Gli antichi romani ne conoscevano bene le proprietà medicinali e gastronomiche. Soprattutto ne utilizzavano come contorno le radici insieme alle barbabietole. E, sempre in latino, si chiama Polypodium vulgare. Il termine polypodium deriva però dal greco e significa “dai molti piedi” forse perché ciascuna foglia è priva di gambo e sembra spuntare direttamente dal terreno. Gli appellativi comuni sono numerosi: falsa liquirizia, felce dolce, liquirizia di monte, felce quercina ed altri.
Come appare evidente dalla fotografia, si tratta di una felce dalle caratteristiche uniche: il rizoma (radice) ha un deciso gusto di liquirizia. Proprio come quella che da bambini masticavano sotto forma di legnosi bastoncini ricavati dalla radice della Glycyrrhiza glabra, quella che tutti conoscono. Se ne possono trovare piccole colonie durante tutto l’anno poiché le sue foglie non avvizziscono all’arrivo della stagione fredda. L’esemplare ritatto nella foto faceva bella mostra di sé qualche giorno fa, abbarbicato ad un masso di verrucano lungo la mulattiera che da Barcone porta a Prepiazz.

CONSEGNE DELL'ESERCIZIO »
1: Secondo il brano sul polipodio, che gusto ha il rizoma di questa felce?
2: Trascrivi dal brano sul polipodio tutto il testo che va da "Gli antichi romani" fino a "quercina ed altri.".
Le righe riportate qui non hanno alcun legame con il brano sul polipodio.

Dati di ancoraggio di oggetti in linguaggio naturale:

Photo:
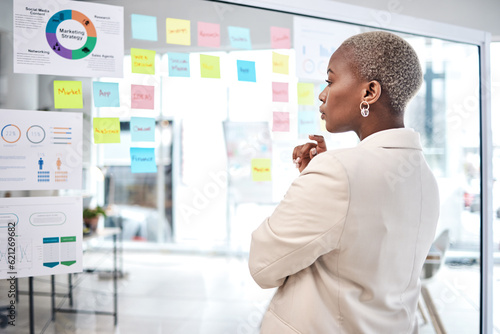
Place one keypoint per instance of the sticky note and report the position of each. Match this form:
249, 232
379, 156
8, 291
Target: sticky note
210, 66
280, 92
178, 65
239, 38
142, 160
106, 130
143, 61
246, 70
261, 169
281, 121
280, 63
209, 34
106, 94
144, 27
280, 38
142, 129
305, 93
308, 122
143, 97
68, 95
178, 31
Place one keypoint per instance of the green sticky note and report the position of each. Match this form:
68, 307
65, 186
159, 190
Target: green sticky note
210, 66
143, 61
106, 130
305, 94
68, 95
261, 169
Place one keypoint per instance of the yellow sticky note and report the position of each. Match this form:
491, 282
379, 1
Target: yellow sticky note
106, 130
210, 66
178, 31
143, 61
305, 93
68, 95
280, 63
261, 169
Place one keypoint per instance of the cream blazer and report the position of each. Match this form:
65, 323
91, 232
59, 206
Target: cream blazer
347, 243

...

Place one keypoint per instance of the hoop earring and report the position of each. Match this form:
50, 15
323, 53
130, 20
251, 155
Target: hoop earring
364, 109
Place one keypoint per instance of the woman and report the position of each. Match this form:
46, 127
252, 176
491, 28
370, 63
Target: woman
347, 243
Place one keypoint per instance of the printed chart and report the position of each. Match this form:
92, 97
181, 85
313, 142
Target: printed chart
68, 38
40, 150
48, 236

==

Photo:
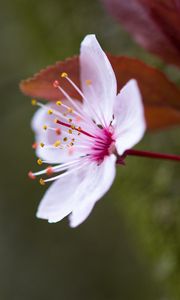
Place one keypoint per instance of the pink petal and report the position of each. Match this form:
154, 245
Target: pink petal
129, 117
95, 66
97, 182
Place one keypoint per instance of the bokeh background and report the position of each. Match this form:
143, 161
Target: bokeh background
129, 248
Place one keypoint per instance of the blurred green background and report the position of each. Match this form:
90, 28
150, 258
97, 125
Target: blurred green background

RISPOSTE ALLE CONSEGNE »
1: Ha un deciso gusto di liquirizia.

2:
Gli antichi romani ne conoscevano bene le proprietà medicinali e gastronomiche. Soprattutto ne utilizzavano come contorno le radici insieme alle barbabietole. E, sempre in latino, si chiama Polypodium vulgare. Il termine polypodium deriva però dal greco e significa “dai molti piedi” forse perché ciascuna foglia è priva di gambo e sembra spuntare direttamente dal terreno. Gli appellativi comuni sono numerosi: falsa liquirizia, felce dolce, liquirizia di monte, felce quercina ed altri.